Search the records below for "white"; copy each line that has it.

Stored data
== Segment start ==
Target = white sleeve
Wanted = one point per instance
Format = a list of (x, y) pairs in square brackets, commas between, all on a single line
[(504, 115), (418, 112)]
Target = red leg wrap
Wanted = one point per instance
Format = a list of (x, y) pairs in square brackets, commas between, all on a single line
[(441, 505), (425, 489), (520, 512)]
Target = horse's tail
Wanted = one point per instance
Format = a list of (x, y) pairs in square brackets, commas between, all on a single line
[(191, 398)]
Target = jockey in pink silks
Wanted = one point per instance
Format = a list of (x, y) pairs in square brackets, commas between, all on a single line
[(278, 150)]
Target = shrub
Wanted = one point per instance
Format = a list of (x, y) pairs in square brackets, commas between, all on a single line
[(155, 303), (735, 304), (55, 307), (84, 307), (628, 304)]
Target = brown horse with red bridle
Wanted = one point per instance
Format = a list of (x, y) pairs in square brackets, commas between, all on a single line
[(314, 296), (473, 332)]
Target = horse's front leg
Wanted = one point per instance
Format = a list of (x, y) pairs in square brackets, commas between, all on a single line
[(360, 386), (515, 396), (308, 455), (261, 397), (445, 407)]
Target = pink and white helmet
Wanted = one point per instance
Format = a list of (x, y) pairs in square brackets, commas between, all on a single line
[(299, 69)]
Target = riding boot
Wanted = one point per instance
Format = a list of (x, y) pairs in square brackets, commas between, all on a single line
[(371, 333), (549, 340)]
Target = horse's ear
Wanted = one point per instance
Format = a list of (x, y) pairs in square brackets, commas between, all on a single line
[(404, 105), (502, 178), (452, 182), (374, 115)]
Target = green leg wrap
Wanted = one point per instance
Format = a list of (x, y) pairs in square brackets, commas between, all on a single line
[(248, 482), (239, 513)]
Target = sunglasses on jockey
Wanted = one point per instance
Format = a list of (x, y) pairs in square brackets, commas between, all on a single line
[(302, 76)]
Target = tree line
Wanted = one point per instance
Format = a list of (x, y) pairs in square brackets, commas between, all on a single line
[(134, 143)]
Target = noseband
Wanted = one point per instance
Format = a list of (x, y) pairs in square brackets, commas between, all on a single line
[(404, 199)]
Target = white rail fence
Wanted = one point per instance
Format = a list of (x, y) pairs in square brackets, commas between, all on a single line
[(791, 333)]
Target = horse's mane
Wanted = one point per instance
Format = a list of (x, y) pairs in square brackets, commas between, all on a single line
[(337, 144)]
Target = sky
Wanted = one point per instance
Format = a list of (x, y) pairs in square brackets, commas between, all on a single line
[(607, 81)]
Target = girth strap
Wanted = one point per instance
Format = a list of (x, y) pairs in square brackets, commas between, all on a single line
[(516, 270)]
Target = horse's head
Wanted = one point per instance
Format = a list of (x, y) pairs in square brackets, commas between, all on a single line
== Segment end ==
● **RESULT FOR THIS TASK**
Target = white sleeve
Target = pink and white helmet
Target = white rail fence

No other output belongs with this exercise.